** Start Selected passage **

I may have to make a decision like this in the future.
 
Faced with a similer choice recently, I chose a 686+(seven shot) 6" . Why ? Just because of the that +. I liked the idea of having an extra round. I tend to prefer smith triggers from what I've toyed with in the store. To be fair though, I only have smith revolvers, and no rugers to compare them to in my stable.
 
As posted earlier I was planning on ordering a Taurus 66 with a 6in Bbl. Found a good deal on a GP100 in Blue with 6 inch Bbl. Only $80.00 more than the Taurus and NIB. For the extra fitting work that goes into the Ruger It was worth it. I'm not all that enamored with Name Recognition as an added expense for a firearm. Browning and S&W are high on the list of Brands that charge extra for the name IMHO.
 
shoot them both and go with what feels better they are both good pistols
 
One thing to remember - people are often comparing older (pre-lock) Smiths vs. older Rugers. New vs. new, the triggers are quite comparable from what I've heard.

I'm pretty set on ordering a 686 (no Plus - not a real need for me, this is a range gun) from a friendly dealer if I don't run into a killer used GP100 at the next gun show - he has a better line on Smith products, so the difference only comes out to about $60 on my end.

I like the ability to ship the revolver to S&W's Performance Center down the road for their glass-bead finish and action job, and the lock doesn't offend me, so it's worth the extra cash.
 
This is an interesting topic, and I keep hearing people voting for the Ruger because it is "stronger". I'm no expert in these guns, but what makes the Ruger stronger and the S&W weaker??

There is no strength difference. If anything, I think metalurgists would suggest Smith's forged frames are stronger than Ruger's cast frames... but I think this is a nearly moot point as these both these guns should outlive you and your unborn children - and history has shown this to be true.

I think the "Rugers are stronger" myth comes from something you hear all the time: "They are built like a tank." Literally speaking, they are - the lines are all about function over form and when you see a Ruger, it looks and feels like a nice, strong tool - the kind you could have bouncing around in a tool box ready to shoot at any time.

** End Selected passage **
** Start Stored records **

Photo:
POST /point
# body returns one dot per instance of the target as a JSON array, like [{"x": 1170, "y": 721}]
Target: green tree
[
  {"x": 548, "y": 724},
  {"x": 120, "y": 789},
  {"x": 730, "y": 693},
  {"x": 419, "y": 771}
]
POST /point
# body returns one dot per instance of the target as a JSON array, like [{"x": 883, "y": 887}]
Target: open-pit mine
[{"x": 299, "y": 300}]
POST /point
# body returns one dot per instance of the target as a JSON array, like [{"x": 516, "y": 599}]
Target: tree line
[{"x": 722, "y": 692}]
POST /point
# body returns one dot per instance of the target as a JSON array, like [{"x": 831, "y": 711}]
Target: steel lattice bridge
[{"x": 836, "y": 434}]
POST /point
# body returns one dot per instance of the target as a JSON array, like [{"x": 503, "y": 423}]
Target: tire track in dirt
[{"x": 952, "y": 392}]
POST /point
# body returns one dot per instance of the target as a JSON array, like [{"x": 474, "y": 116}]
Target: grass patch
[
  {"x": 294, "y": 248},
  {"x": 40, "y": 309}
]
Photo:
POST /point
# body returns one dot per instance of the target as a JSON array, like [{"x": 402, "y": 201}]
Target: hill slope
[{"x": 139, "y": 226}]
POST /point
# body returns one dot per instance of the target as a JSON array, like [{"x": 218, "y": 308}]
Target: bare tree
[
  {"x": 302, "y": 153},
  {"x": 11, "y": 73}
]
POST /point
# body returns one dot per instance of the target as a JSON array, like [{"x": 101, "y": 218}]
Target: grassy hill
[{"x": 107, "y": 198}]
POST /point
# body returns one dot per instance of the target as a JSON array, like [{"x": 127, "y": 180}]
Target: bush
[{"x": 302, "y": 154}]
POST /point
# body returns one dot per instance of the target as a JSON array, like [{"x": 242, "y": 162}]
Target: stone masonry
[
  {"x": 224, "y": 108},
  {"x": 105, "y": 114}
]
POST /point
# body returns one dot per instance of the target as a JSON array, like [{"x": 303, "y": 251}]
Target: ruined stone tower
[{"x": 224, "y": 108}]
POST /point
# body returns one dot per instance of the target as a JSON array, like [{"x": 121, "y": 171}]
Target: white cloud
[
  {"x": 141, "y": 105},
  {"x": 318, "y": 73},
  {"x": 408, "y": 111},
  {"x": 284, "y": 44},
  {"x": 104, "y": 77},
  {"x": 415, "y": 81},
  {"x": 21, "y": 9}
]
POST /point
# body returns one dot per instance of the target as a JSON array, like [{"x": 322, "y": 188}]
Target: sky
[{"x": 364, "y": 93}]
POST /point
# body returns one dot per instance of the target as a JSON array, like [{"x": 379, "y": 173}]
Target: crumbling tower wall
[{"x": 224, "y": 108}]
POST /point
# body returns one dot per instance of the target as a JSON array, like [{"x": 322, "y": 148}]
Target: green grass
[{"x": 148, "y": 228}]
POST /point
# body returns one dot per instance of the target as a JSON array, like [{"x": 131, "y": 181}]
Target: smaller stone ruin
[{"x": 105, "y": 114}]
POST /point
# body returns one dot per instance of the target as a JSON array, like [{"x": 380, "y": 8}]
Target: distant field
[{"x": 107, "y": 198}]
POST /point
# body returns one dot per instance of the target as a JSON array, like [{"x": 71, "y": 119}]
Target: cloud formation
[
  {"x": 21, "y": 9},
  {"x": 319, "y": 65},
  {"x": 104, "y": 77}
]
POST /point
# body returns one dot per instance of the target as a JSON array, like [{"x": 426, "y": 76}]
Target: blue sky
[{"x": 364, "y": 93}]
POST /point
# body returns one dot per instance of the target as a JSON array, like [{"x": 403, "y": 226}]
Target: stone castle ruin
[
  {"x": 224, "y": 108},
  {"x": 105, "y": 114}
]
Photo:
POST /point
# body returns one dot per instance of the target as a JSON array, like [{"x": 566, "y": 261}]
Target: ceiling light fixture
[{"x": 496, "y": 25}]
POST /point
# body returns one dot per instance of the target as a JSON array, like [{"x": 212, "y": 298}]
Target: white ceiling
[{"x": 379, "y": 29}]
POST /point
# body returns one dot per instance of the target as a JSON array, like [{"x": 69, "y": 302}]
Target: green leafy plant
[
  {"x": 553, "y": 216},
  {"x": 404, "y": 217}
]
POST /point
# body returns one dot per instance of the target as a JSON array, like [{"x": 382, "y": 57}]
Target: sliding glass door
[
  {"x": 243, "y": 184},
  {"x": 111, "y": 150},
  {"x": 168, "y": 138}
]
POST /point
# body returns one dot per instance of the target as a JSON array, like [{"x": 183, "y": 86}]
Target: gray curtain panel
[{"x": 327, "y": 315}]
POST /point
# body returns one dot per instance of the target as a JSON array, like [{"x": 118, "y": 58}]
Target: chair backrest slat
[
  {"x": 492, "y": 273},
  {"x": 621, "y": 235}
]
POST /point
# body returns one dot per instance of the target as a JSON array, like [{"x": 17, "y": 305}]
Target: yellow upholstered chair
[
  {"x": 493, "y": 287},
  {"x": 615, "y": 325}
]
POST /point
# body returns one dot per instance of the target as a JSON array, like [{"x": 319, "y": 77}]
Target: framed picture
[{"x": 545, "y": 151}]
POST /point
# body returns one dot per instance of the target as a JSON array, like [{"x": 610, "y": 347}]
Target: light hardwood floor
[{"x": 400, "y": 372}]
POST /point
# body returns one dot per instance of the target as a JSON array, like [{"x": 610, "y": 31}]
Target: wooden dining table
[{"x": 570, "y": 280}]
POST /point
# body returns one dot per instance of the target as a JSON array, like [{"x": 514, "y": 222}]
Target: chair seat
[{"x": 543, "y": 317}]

** End Stored records **

* _Set problem 1_
In the revolver discussion, how much more than the Taurus did the blue GP100 with a 6-inch barrel cost?
* _Set problem 2_
Reproduce word for word the part of the revolver discussion starting with "shoot them both" and going on through "about $60 on my end.".
The entries play no part in this work.

* _Written solution 1_
$80.00 more

* _Written solution 2_
shoot them both and go with what feels better they are both good pistols
 
One thing to remember - people are often comparing older (pre-lock) Smiths vs. older Rugers. New vs. new, the triggers are quite comparable from what I've heard.

I'm pretty set on ordering a 686 (no Plus - not a real need for me, this is a range gun) from a friendly dealer if I don't run into a killer used GP100 at the next gun show - he has a better line on Smith products, so the difference only comes out to about $60 on my end.